> **REQUIREMENT**
Reproduce the listing below line for line, changing nothing.

> **ROWS**

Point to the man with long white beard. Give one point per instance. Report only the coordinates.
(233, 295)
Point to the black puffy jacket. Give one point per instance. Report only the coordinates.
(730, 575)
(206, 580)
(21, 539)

> **TASK ANSWER**
Point to the man with long white beard. Give one point per instance. Report only the coordinates.
(233, 295)
Point to the black puffy jacket. Give one point per instance. Report only the coordinates.
(730, 575)
(206, 580)
(21, 539)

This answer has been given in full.